-------- Excerpted passage

German scientists at the University of Bielefeld and Dresden University of technology have produced neurons from inferior turbinate stem cells [ITSC], a cell type that is typically discarded during sinus surgery, as a potential treatment for Parkinson’s disease. After transplanting the ITSCs into an animal model suffering from Parkinson’s, the researchers observed full functional restoration and significant behavioral recovery in the subjects without any adverse side effects.
Scientists from the National Institute of Neurological Disorders and Stroke have identified neural stem cells as important regulators of the olfactory bulb and its connections to the brain. The researchers discovered that a constant influx of stem cells is required for the olfactory system to function properly. The removal of stem cells causes a widespread disruption of signals sent to the brain, resulting in sensory deprivation.
A research team led by Doctor Alexander Seifalian at University College London is currently creating custom lab-grown organs and body parts for patients utilizing autologous [the patient’s own] stem cells. The scientists have engineered a polymer material that they mold into the shape of an organ in need, infuse with the patient’s stem cells, and then transplant back onto the patient’s body.
Researchers all around the world are working towards utilizing stem cells to grow replacement organs. While once thought to be a futuristic concept, it is now very real. Doctors and researchers have successfully transplanted lab grown bladders, blood vessels, tear ducts, arteries and windpipes. Now, research teams around the world are growing urethras, bile ducts, larynxes, bones, livers, kidneys, and even hearts.

----------------
-------- Supplied records

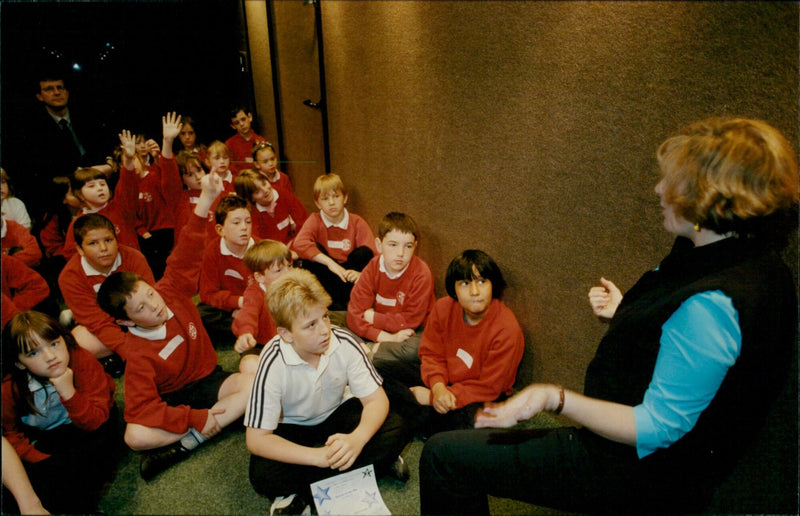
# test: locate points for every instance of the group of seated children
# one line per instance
(317, 399)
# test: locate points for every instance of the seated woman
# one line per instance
(694, 355)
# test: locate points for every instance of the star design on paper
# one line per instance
(370, 498)
(320, 494)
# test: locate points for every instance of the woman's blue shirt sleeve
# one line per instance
(699, 343)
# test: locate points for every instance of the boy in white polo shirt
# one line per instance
(303, 425)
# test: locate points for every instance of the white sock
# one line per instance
(192, 440)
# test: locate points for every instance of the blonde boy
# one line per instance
(334, 244)
(302, 423)
(253, 325)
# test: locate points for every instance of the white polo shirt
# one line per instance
(287, 389)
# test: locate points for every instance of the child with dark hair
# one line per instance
(58, 414)
(159, 186)
(391, 300)
(90, 185)
(265, 162)
(277, 214)
(469, 352)
(253, 325)
(99, 255)
(223, 275)
(241, 143)
(334, 244)
(176, 396)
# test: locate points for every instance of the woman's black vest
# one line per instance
(761, 288)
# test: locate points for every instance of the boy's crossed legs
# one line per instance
(224, 394)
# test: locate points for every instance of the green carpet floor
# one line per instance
(214, 479)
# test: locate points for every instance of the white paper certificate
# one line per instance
(352, 492)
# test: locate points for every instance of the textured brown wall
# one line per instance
(528, 129)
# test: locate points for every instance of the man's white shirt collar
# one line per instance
(329, 223)
(159, 333)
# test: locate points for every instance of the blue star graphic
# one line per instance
(320, 494)
(370, 498)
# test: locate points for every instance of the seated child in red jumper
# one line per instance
(223, 275)
(91, 187)
(334, 244)
(58, 414)
(218, 161)
(392, 298)
(99, 255)
(268, 260)
(241, 143)
(18, 241)
(159, 187)
(188, 138)
(276, 214)
(192, 171)
(265, 162)
(470, 351)
(176, 396)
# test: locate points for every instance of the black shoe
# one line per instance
(399, 470)
(291, 504)
(113, 365)
(155, 461)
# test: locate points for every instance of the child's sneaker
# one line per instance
(155, 461)
(291, 504)
(399, 470)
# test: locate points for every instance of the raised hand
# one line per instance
(605, 299)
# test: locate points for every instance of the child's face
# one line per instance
(99, 247)
(310, 335)
(95, 193)
(332, 204)
(236, 228)
(474, 296)
(187, 136)
(266, 162)
(53, 94)
(273, 272)
(397, 249)
(264, 194)
(241, 123)
(220, 162)
(46, 359)
(193, 175)
(145, 307)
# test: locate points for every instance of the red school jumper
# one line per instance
(179, 352)
(254, 317)
(281, 220)
(121, 210)
(79, 283)
(223, 276)
(476, 363)
(338, 242)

----------------

• _Tasks and exercises_:
**a)** In the stem cell text above, rewrite the paragraph beginning "A research team led by Doctor Alexander Seifalian" more briefly, keeping its main facts.
**b)** List every lab-grown body part that the stem cell text says has already been successfully transplanted.

• _Solutions to each task_:
**a)** At University College London, Dr. Alexander Seifalian's team is building custom lab-grown organs and body parts from patients' own stem cells. They mold an engineered polymer into the needed organ's shape, infuse it with the patient's stem cells, and transplant it back onto the patient's body.

**b)**
- Bladders
- Blood vessels
- Tear ducts
- Arteries
- Windpipes